Can you output every line of the data below word for word, with nothing added, dropped, or changed?

— Start —

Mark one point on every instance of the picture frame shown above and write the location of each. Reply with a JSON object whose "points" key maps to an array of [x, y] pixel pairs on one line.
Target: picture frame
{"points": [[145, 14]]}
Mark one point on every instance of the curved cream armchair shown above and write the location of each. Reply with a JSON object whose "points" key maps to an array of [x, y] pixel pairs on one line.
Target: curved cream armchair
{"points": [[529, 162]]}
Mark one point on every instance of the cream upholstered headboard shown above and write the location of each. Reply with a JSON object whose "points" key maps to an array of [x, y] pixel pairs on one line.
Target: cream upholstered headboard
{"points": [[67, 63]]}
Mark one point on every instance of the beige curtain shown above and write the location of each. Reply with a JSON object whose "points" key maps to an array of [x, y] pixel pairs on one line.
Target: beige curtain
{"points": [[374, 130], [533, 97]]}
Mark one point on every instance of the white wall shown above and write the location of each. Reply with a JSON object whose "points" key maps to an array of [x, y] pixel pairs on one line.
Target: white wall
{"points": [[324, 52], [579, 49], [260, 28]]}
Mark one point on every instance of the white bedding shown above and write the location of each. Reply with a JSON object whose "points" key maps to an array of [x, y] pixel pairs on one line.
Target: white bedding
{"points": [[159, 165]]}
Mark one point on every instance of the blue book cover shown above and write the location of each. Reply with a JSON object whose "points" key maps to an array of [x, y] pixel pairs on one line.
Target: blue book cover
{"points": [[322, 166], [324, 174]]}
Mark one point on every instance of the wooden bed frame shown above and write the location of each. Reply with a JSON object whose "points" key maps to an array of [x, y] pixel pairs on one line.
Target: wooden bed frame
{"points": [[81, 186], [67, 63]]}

— End —

#### [Result of the exercise]
Mark one point on every instance of the picture frame shown above and write the location of each. Reply with a JSON object whose "points" key maps to an array of [x, y] pixel pairs on one line.
Target: picture frame
{"points": [[145, 14]]}
Mark one point on every instance of the curved cream armchair shown above and write the location of each. Reply with a JSON object whose "points" key maps to an array of [x, y] pixel pairs on one line.
Target: curved cream armchair
{"points": [[529, 162]]}
Mark one point on every instance of the cream upholstered headboard shown above and write the location of each. Reply with a JSON object whose "points" key maps to an array of [x, y] pixel pairs on one line.
Target: cream upholstered headboard
{"points": [[67, 63]]}
Mark one point on every instance of the beige curtain shown above and write the location of each. Reply with a JSON object whose "points" key maps to an array of [x, y] pixel pairs on one line.
Target: beige curtain
{"points": [[374, 130], [533, 97]]}
Mark one point on every instance of the white wall shown above and write the location of each. Reply with a JSON object whose "points" key maps to an array of [x, y] pixel pairs on one line.
Target: white wall
{"points": [[324, 52], [579, 49], [260, 28]]}
Mark one point on every instance of the white bedding shown above and write the location of each. Reply with a JSON object whose "points" key maps to an array of [x, y] pixel pairs on one line.
Target: white bedding
{"points": [[159, 165]]}
Mark one point on every instance of the blue book cover shown above and write the location of each. Reply with a JSON object whose "points" key maps to an array of [x, y] pixel pairs on one line.
Target: blue book cover
{"points": [[322, 166], [324, 174]]}
Mark one point on every instance of the wooden bed frame shown above and write the location of each. Reply with a JSON object whose "points" key maps to an array of [x, y] pixel pairs on one line.
Target: wooden bed frame
{"points": [[81, 186], [67, 63]]}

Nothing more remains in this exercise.